> [WORK INSTRUCTIONS] Write out every line of the listing below verbatim, leaving out the pictures.
═════ STORED RECORDS
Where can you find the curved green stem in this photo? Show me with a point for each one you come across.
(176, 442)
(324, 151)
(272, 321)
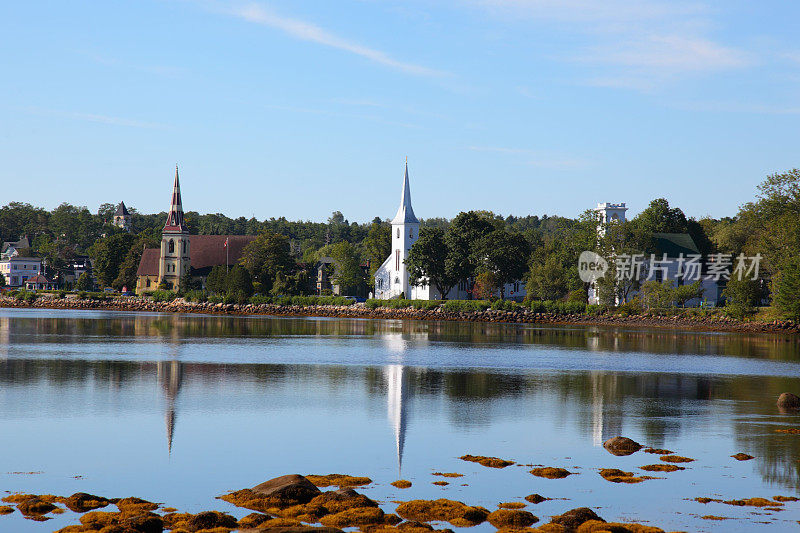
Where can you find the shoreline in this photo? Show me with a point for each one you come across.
(524, 316)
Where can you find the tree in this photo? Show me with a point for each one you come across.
(685, 293)
(504, 254)
(659, 217)
(84, 283)
(267, 255)
(376, 247)
(107, 256)
(742, 296)
(463, 237)
(216, 282)
(239, 284)
(485, 286)
(787, 290)
(348, 273)
(428, 260)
══════════
> [SOLUTION TO THIS TASK]
Where can you find the curved green stem in this photo? Show me with a point for each one you come across.
(176, 442)
(324, 151)
(272, 321)
Where can you find the shoreline in this photo? Show me with a point for each one you come across.
(524, 316)
Where can you find the tree in this photo? Show me with a point for each one you come across.
(685, 293)
(504, 254)
(659, 217)
(84, 283)
(267, 255)
(376, 247)
(107, 256)
(742, 296)
(463, 237)
(216, 282)
(239, 284)
(485, 286)
(787, 290)
(348, 273)
(428, 260)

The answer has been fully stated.